TypeScriptのNuxtテンプレを作ってみた
create-nuxt-appを使ってTypeScriptのNuxtテンプレを作ってみました。
ここで言うテンプレは開発するための準備です。
create-nuxt-app用のテンプレートを作成したわけではありません。
Table of Contents
はじめに
なぜNuxt.jsやTypeScriptを使うかの経緯は以下の記事で説明済みのため省略します。
利用技術
今回使用する技術は上記記事とは少し異なります。
| 種類 | 今回利用する技術 | 上記記事で利用した技術 |
|---|---|---|
| Viewライブラリ | Vue.js | Vue.js |
| フレームワーク | Nuxt.js (nuxt-ts) (2.4.x) | Nuxt.js (nuxt) (1.3.x) |
| 言語 | TypeScript (3.2.x) | TypeScript (2.7.x) |
| CLI | create-nuxt-app | vue-cli (with typescript-template) |
| 形式 | SPA (PWA) | SPA |
| UIライブラリ | Vuetify (1.5.x) | Element (2.4.x) |
大きな変更点は以下3点です。
- Nuxt.js 2.4からTypeScriptに正規対応したので
nuxt-tsコマンドを使う - create-nuxt-appを使う
- PWA対応
JavaScriptで動く環境を作る
create-nuxt-appを使って環境構築します。
create-nuxt-appは公式がメンテナンスしており、Nuxtの公式ドキュメントでも推奨されています。
しかし、現在はまだTypeScriptへ対応していません。
そのため、まずはJavaScriptで動作する環境を作ってからTypeScript用の設定を入れていきます。
環境構築
プロジェクトディレクトリの中に移動して以下コマンドを実行します。
もしディレクトリ未作成の場合は指定したプロジェクト名でディレクトリが作成されます。
$ npx create-nuxt-app .
途中いくつか質問されますので答えましょう。
ポイントは以下です。

記録の抜粋:
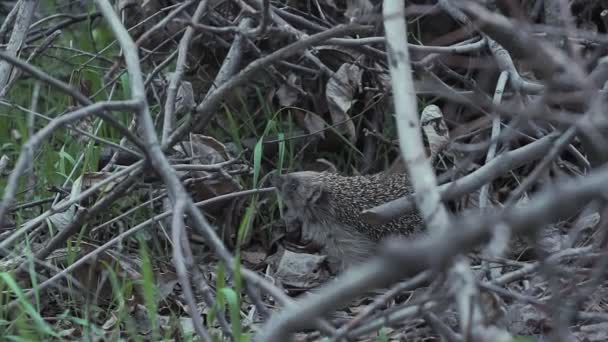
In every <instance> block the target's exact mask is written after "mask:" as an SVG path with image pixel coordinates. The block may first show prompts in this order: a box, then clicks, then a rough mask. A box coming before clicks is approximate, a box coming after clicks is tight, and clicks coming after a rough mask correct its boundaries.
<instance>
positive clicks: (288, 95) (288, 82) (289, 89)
mask: <svg viewBox="0 0 608 342" xmlns="http://www.w3.org/2000/svg"><path fill="white" fill-rule="evenodd" d="M300 94H305V92H304V90H303V89H302V81H301V79H300V77H299V76H298V75H296V74H294V73H293V72H292V73H289V75H288V76H287V82H285V83H283V84H282V85H281V86H280V87H279V89H278V90H277V92H276V94H275V95H276V97H277V98H278V99H279V104H280V105H281V106H283V107H291V106H293V105H295V104H296V103H298V100H299V99H300Z"/></svg>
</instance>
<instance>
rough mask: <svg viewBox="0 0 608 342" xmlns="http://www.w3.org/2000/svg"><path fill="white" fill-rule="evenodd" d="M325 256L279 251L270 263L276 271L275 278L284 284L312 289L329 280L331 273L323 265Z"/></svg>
mask: <svg viewBox="0 0 608 342" xmlns="http://www.w3.org/2000/svg"><path fill="white" fill-rule="evenodd" d="M326 258H327V257H326V256H324V255H316V254H306V253H294V252H292V251H289V250H286V249H282V248H281V249H279V251H277V253H276V254H274V255H272V256H271V257H270V258H269V263H270V264H271V265H272V267H273V268H274V269H275V270H276V271H275V274H274V276H275V278H276V279H277V280H280V281H281V282H282V283H283V284H285V285H287V286H290V287H295V288H299V289H310V288H313V287H315V286H318V285H320V284H322V283H324V282H325V281H327V280H328V279H329V272H327V271H326V270H325V268H324V267H323V264H324V262H325V259H326Z"/></svg>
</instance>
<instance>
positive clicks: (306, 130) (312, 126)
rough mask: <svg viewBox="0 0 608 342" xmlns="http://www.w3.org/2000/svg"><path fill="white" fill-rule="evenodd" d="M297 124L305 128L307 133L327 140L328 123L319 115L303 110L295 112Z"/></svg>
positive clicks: (298, 110) (295, 118)
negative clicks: (327, 129) (327, 125)
mask: <svg viewBox="0 0 608 342" xmlns="http://www.w3.org/2000/svg"><path fill="white" fill-rule="evenodd" d="M294 114H295V119H296V122H297V123H298V125H299V126H300V127H304V129H306V132H308V133H309V134H313V135H316V136H319V137H320V138H321V139H325V131H324V129H325V127H326V125H327V123H326V122H325V120H323V118H321V117H320V116H319V115H317V114H315V113H311V112H307V111H303V110H297V109H296V110H294Z"/></svg>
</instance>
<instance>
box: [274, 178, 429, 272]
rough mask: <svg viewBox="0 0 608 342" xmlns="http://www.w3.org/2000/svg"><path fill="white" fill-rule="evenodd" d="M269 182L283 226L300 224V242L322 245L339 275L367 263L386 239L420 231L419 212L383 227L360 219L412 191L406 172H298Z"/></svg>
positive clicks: (420, 229)
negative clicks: (281, 209) (373, 208)
mask: <svg viewBox="0 0 608 342" xmlns="http://www.w3.org/2000/svg"><path fill="white" fill-rule="evenodd" d="M272 179H273V185H274V186H275V187H276V188H277V191H278V193H279V195H280V197H281V198H282V199H283V201H284V203H285V205H286V206H287V211H286V212H285V213H284V220H285V223H286V225H287V226H288V227H289V226H290V225H295V224H301V232H302V238H303V239H304V240H308V241H311V242H313V243H315V244H317V245H319V246H321V247H322V250H321V251H322V253H323V254H325V255H327V257H328V261H329V263H330V265H331V266H332V268H334V269H336V270H337V271H342V270H344V269H346V268H348V267H350V266H352V265H356V264H358V263H361V262H364V261H366V260H368V259H369V258H370V257H371V256H372V255H374V254H375V252H376V249H377V247H378V242H379V241H380V240H382V239H385V238H386V237H388V236H391V235H401V236H409V235H412V234H414V233H419V232H421V231H423V228H424V227H423V226H424V223H423V220H422V218H421V217H420V215H419V214H418V213H417V212H414V213H411V214H407V215H403V216H401V217H399V218H396V219H394V220H393V221H391V222H388V223H385V224H381V225H374V224H369V223H367V222H365V221H363V219H362V218H361V211H363V210H365V209H370V208H372V207H375V206H377V205H380V204H383V203H386V202H389V201H391V200H394V199H397V198H399V197H403V196H406V195H409V194H412V193H413V188H412V187H411V186H410V185H409V184H410V182H409V179H408V176H407V174H405V173H398V174H381V173H379V174H373V175H366V176H341V175H339V174H335V173H329V172H315V171H300V172H292V173H288V174H284V175H279V176H275V177H273V178H272Z"/></svg>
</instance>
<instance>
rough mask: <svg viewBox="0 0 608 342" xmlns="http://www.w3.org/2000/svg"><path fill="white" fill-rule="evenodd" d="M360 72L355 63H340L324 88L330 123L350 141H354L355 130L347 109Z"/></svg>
mask: <svg viewBox="0 0 608 342" xmlns="http://www.w3.org/2000/svg"><path fill="white" fill-rule="evenodd" d="M362 73H363V71H362V70H361V68H359V67H358V66H357V65H355V64H346V63H345V64H342V66H341V67H340V69H338V71H337V72H336V73H335V74H334V75H333V76H332V77H331V78H330V79H329V81H328V82H327V88H326V89H325V97H326V98H327V104H328V107H329V113H330V115H331V120H332V124H334V125H336V128H337V129H338V131H339V132H340V133H342V134H345V135H346V136H347V137H348V138H349V139H350V141H351V142H354V141H355V139H356V132H355V124H354V123H353V122H352V120H351V119H350V116H349V115H348V111H349V110H350V108H351V107H352V105H353V102H354V100H353V98H354V96H355V93H356V91H357V89H358V88H359V87H360V86H361V75H362Z"/></svg>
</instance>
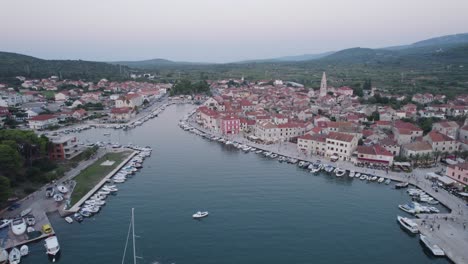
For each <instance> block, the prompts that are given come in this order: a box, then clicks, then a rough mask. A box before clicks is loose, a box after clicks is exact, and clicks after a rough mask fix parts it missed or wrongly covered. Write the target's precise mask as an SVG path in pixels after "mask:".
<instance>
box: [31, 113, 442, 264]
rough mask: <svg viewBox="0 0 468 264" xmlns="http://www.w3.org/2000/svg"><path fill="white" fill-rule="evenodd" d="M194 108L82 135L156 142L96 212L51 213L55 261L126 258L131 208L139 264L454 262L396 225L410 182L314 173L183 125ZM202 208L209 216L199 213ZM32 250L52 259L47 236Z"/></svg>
mask: <svg viewBox="0 0 468 264" xmlns="http://www.w3.org/2000/svg"><path fill="white" fill-rule="evenodd" d="M190 109H191V106H172V107H169V108H168V109H167V110H166V111H165V112H164V114H162V115H161V116H160V117H158V118H156V119H153V120H151V121H149V122H147V123H145V124H144V125H143V126H141V127H138V128H136V129H134V130H132V131H127V132H125V131H117V130H103V129H94V130H88V131H86V132H83V133H81V134H80V135H79V137H80V138H83V139H84V138H87V139H92V140H93V141H96V140H101V141H109V140H110V141H112V142H114V141H120V142H122V143H124V144H126V143H129V142H132V143H135V144H139V145H142V146H146V145H149V146H151V147H153V155H152V156H151V157H150V158H148V159H147V160H146V161H145V163H144V168H143V169H142V171H141V172H139V173H137V175H136V176H134V177H133V178H132V179H130V180H128V181H127V182H126V183H124V184H121V185H119V186H118V187H119V192H118V194H117V195H116V196H113V197H110V198H108V201H107V205H106V206H105V207H104V208H103V210H102V211H101V212H100V213H99V214H98V215H96V216H95V217H93V218H90V219H86V220H85V221H84V222H83V223H81V224H77V223H73V224H72V225H69V224H67V223H65V221H64V220H63V219H61V218H59V217H58V216H57V215H52V216H50V217H51V220H52V222H53V225H54V227H55V230H56V232H57V234H58V238H59V242H60V244H61V247H62V254H61V258H60V260H59V261H58V263H66V264H75V263H76V264H81V263H121V260H122V254H123V249H124V246H125V241H126V236H127V230H128V225H129V221H130V214H131V208H132V207H134V208H135V228H136V234H137V235H138V236H139V237H138V238H137V239H136V248H137V255H138V256H140V257H142V259H139V260H138V263H204V264H219V263H304V264H306V263H307V264H308V263H315V264H318V263H392V264H393V263H413V264H417V263H449V262H448V260H446V259H434V258H432V257H431V256H429V255H428V254H427V253H426V252H425V251H424V250H423V248H422V246H421V245H420V243H419V241H418V238H417V237H415V236H410V235H408V234H407V233H406V232H404V231H403V230H401V228H400V227H399V225H398V224H397V222H396V216H397V215H398V214H400V215H402V214H404V213H403V212H402V211H400V210H399V209H398V208H397V205H398V204H399V203H404V202H407V201H409V197H408V195H407V194H406V193H405V191H404V190H401V191H400V190H394V189H391V187H390V186H387V185H383V184H377V183H370V184H367V183H364V182H361V181H359V180H350V179H349V178H347V177H345V178H343V179H339V178H336V177H334V176H328V175H318V176H314V175H312V174H310V173H308V172H307V171H305V170H302V169H299V168H297V166H295V165H288V164H280V163H278V162H277V161H273V160H270V159H267V158H264V157H263V156H259V155H256V154H254V153H248V154H245V153H243V152H241V151H238V150H234V149H228V148H226V147H224V146H222V145H220V144H218V143H215V142H210V141H207V140H204V139H202V138H200V137H198V136H196V135H193V134H190V133H188V132H185V131H183V130H181V129H180V128H179V127H178V126H177V122H178V120H179V119H180V118H181V117H182V116H183V115H184V114H185V113H187V112H188V111H189V110H190ZM107 131H110V132H111V133H112V135H111V136H110V137H105V136H103V135H102V134H103V133H104V132H107ZM198 210H207V211H209V212H210V216H209V217H207V218H205V219H203V220H202V221H195V220H193V219H192V218H191V215H192V214H193V213H194V212H196V211H198ZM30 250H31V254H30V255H29V256H27V257H26V258H24V259H23V261H22V263H26V264H27V263H48V259H47V257H46V255H45V250H44V248H43V243H42V242H39V243H36V244H34V245H31V247H30ZM125 263H132V261H131V258H130V256H129V257H128V258H127V261H126V262H125Z"/></svg>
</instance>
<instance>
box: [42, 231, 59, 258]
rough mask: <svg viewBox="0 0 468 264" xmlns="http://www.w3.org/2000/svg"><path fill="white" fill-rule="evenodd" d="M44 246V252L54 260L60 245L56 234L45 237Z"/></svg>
mask: <svg viewBox="0 0 468 264" xmlns="http://www.w3.org/2000/svg"><path fill="white" fill-rule="evenodd" d="M44 246H45V248H46V253H47V255H49V256H50V257H52V259H53V260H52V261H53V262H55V257H56V256H57V255H58V254H59V252H60V245H59V243H58V240H57V237H56V236H50V237H48V238H46V240H45V244H44Z"/></svg>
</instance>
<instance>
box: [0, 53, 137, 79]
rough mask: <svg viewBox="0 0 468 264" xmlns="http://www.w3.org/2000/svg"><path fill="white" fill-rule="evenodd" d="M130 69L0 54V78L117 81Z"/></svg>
mask: <svg viewBox="0 0 468 264" xmlns="http://www.w3.org/2000/svg"><path fill="white" fill-rule="evenodd" d="M129 72H130V68H128V67H126V66H119V65H112V64H108V63H104V62H92V61H82V60H43V59H39V58H35V57H31V56H27V55H22V54H17V53H10V52H0V78H8V77H14V76H25V77H28V78H45V77H50V76H51V75H56V76H59V77H61V78H62V79H85V80H98V79H101V78H107V79H110V80H119V79H123V78H127V77H128V76H129Z"/></svg>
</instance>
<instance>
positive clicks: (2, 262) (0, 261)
mask: <svg viewBox="0 0 468 264" xmlns="http://www.w3.org/2000/svg"><path fill="white" fill-rule="evenodd" d="M7 260H8V251H6V250H5V249H3V248H0V263H1V264H5V263H6V262H7Z"/></svg>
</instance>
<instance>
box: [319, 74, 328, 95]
mask: <svg viewBox="0 0 468 264" xmlns="http://www.w3.org/2000/svg"><path fill="white" fill-rule="evenodd" d="M325 95H327V75H326V74H325V72H323V75H322V81H321V82H320V97H324V96H325Z"/></svg>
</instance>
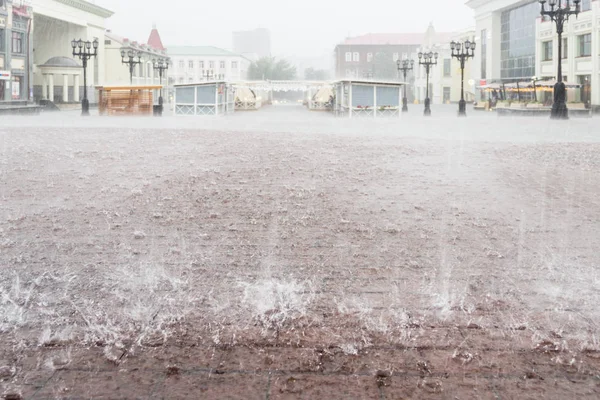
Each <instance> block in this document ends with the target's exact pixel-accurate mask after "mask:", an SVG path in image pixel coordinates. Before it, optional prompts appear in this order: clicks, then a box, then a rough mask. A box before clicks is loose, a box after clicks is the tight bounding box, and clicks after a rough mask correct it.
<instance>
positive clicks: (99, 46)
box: [31, 0, 113, 102]
mask: <svg viewBox="0 0 600 400" xmlns="http://www.w3.org/2000/svg"><path fill="white" fill-rule="evenodd" d="M31 4H32V9H33V24H32V36H33V40H32V45H33V87H32V89H33V94H34V98H35V99H41V98H49V99H50V100H53V101H58V102H71V101H78V100H79V98H80V91H82V90H83V88H82V86H83V77H82V75H83V74H82V72H83V71H82V69H81V68H77V65H81V61H80V60H79V59H78V58H75V59H74V60H73V55H72V48H71V40H73V39H82V40H84V41H88V40H89V41H93V40H94V39H98V42H99V46H98V57H95V58H92V59H91V60H90V61H89V62H88V67H87V86H88V98H89V99H90V101H91V102H93V100H94V90H93V87H94V86H95V85H101V84H104V78H105V66H104V63H103V62H102V61H101V60H102V57H103V56H104V40H103V39H104V30H105V23H106V19H107V18H109V17H110V16H111V15H113V12H112V11H109V10H107V9H105V8H102V7H100V6H97V5H95V4H92V3H90V2H88V1H84V0H36V1H35V2H32V3H31Z"/></svg>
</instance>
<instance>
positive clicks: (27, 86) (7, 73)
mask: <svg viewBox="0 0 600 400" xmlns="http://www.w3.org/2000/svg"><path fill="white" fill-rule="evenodd" d="M31 20H32V10H31V7H28V6H26V5H22V4H21V2H18V3H17V2H13V1H12V0H0V103H2V102H3V101H14V100H29V99H30V97H29V93H30V91H29V88H30V86H31V71H32V65H31V58H32V57H31V56H32V48H31V36H30V33H29V32H30V31H29V28H30V26H31Z"/></svg>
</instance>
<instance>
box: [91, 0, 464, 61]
mask: <svg viewBox="0 0 600 400" xmlns="http://www.w3.org/2000/svg"><path fill="white" fill-rule="evenodd" d="M92 2H95V3H96V4H98V5H100V6H103V7H106V8H108V9H110V10H112V11H114V12H115V15H114V16H113V17H111V18H110V19H109V20H108V27H109V29H112V30H113V32H115V33H116V34H119V35H123V36H125V37H128V38H129V39H131V40H138V41H140V42H146V40H147V39H148V35H149V33H150V30H151V28H152V23H153V22H154V23H156V25H157V28H158V30H159V32H160V34H161V37H162V39H163V43H164V44H165V45H169V44H171V45H175V44H177V45H214V46H218V47H224V48H231V32H232V31H234V30H245V29H254V28H268V29H269V30H270V31H271V39H272V51H273V53H274V55H278V56H287V55H295V56H299V57H315V58H316V57H326V56H329V55H330V54H331V52H332V51H333V48H334V47H335V44H336V43H338V42H339V41H341V40H343V39H344V38H345V37H346V36H348V35H350V36H355V35H360V34H364V33H369V32H424V31H425V29H427V26H428V24H429V22H430V21H431V22H433V23H434V27H435V29H436V30H437V31H453V30H458V29H463V28H467V27H471V26H474V20H473V13H472V11H471V9H470V8H468V7H466V6H465V5H464V3H465V0H421V1H419V0H417V1H414V0H411V1H409V0H378V1H369V0H360V1H359V0H303V1H287V0H279V1H275V0H255V1H252V0H250V1H248V0H244V1H242V0H224V1H219V0H217V1H197V0H194V1H192V0H172V1H159V0H126V1H125V0H95V1H94V0H92Z"/></svg>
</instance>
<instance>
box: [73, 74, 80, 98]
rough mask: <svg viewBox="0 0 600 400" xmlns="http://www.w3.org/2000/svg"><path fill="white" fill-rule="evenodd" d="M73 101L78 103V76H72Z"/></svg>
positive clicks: (78, 80)
mask: <svg viewBox="0 0 600 400" xmlns="http://www.w3.org/2000/svg"><path fill="white" fill-rule="evenodd" d="M73 101H75V102H79V75H73Z"/></svg>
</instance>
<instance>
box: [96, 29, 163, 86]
mask: <svg viewBox="0 0 600 400" xmlns="http://www.w3.org/2000/svg"><path fill="white" fill-rule="evenodd" d="M104 46H105V57H104V63H105V69H106V79H105V85H107V86H120V85H129V84H133V85H159V84H160V79H159V78H160V76H159V71H158V70H155V69H154V67H153V60H155V59H156V60H157V59H160V58H162V59H166V58H168V57H167V52H166V51H165V50H160V49H156V48H154V47H152V46H151V45H149V44H140V43H138V42H135V41H130V40H129V39H127V38H123V37H121V36H119V35H116V34H114V33H112V32H110V31H107V32H106V34H105V36H104ZM122 50H124V51H125V53H127V52H128V51H129V50H131V51H133V52H134V54H138V53H139V54H141V63H139V64H135V65H134V66H133V74H132V75H133V76H132V77H131V80H130V70H129V65H128V64H124V63H123V62H122V58H121V51H122ZM128 59H129V58H128V57H127V56H125V60H126V61H127V60H128ZM135 60H136V61H137V60H138V58H137V57H136V58H135ZM167 74H168V72H164V75H163V80H162V84H163V85H165V86H166V83H167Z"/></svg>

課題の指示: TypeScriptのNuxtテンプレについての本文から、「create-nuxt-appは公式がメ」で始まり「プロジェクトディレクトリの中に移動して以下コマンドを実行します。」で終わる部分を、一字も変えずに書き写すこと。

課題の解答:
create-nuxt-appは公式がメンテナンスしており、Nuxtの公式ドキュメントでも推奨されています。
しかし、現在はまだTypeScriptへ対応していません。
そのため、まずはJavaScriptで動作する環境を作ってからTypeScript用の設定を入れていきます。
環境構築
プロジェクトディレクトリの中に移動して以下コマンドを実行します。